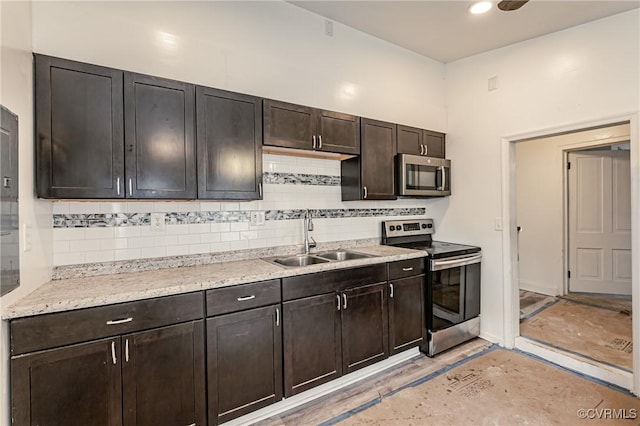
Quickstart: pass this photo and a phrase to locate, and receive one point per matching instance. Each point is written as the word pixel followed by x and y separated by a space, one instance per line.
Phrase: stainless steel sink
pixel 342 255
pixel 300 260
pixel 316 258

...

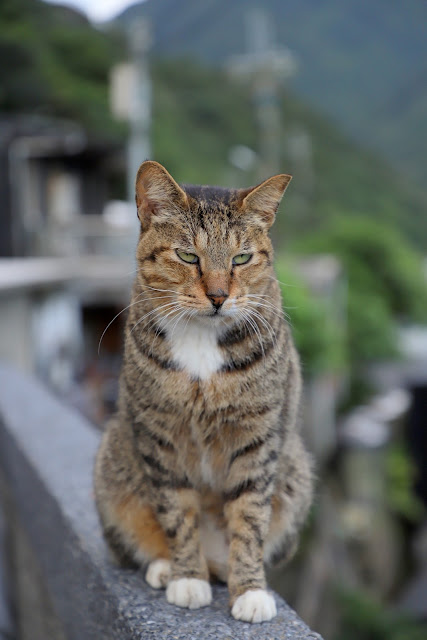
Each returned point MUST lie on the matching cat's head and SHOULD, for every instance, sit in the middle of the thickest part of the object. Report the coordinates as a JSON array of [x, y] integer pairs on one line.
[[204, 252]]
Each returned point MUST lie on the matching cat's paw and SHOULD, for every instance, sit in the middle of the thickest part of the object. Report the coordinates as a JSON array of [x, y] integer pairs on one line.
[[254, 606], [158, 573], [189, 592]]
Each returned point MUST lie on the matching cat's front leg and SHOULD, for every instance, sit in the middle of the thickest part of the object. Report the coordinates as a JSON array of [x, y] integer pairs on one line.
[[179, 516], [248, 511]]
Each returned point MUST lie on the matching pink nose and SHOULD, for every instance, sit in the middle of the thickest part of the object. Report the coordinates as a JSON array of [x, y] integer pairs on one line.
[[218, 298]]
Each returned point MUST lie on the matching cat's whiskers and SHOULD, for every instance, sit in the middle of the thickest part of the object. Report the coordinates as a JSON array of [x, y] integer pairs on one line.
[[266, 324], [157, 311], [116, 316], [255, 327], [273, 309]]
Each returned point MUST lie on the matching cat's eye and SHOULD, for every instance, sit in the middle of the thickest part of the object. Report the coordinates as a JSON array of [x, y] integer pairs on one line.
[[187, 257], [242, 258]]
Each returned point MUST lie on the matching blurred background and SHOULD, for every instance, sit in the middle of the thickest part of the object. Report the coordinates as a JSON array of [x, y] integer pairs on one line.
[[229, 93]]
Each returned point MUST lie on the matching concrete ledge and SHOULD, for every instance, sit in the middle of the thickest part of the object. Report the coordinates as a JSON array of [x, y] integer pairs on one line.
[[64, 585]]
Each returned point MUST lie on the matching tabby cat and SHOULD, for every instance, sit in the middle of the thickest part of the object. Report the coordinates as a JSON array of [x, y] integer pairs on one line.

==

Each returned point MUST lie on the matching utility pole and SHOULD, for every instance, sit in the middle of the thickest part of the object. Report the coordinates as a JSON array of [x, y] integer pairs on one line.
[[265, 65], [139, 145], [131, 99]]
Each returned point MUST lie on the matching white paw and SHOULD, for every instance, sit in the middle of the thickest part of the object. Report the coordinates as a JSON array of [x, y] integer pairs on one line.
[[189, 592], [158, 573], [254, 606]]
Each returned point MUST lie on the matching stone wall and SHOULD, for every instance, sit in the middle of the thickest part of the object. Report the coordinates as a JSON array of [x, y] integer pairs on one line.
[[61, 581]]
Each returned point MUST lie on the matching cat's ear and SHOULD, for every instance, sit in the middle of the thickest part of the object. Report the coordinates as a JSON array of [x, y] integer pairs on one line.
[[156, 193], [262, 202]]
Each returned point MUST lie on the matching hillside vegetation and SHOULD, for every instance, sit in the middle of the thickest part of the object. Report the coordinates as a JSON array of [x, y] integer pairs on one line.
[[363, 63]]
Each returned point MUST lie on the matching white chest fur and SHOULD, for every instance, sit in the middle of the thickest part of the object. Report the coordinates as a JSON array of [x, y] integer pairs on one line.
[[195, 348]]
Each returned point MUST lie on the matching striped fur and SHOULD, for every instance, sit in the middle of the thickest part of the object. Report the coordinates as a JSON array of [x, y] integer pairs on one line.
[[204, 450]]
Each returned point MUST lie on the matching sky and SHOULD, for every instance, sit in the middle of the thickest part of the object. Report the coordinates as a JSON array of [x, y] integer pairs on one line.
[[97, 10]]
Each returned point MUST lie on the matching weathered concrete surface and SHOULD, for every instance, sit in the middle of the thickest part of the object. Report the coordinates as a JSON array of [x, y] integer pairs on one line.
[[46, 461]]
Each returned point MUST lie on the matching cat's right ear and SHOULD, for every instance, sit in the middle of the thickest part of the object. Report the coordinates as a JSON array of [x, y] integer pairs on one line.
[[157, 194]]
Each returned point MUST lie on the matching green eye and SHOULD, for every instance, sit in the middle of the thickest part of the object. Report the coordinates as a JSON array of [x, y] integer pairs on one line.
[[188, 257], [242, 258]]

### Work instruction:
Look above for the line holding "Each returned point MUST lie on the matching blurred" and the line holding "Each returned point MUST lie on the matching tabby", then output exactly those two lines and every line between them, nothing more.

### Answer to this problem:
Each returned point MUST lie on the matching blurred background and SHOULD, for every instance, sit in the middle of the thickest part of the object. Report the coordinates as a JSON array of [x, y] integer pairs on one line.
[[229, 93]]
Each returned point MUST lie on the matching concrete ledge and SHOULD, for every instance, sit in the middle of the thickest part of the object. Report the coordinates as a JSON array of [x, y] integer pairs on one line.
[[64, 585]]
Each returned point MUST lie on the matching tabby cat and SHOULD, for every instance, sit in the middle of the thickest part of the object. Report the coordinates as a JSON array of [x, y] integer pairs on one line.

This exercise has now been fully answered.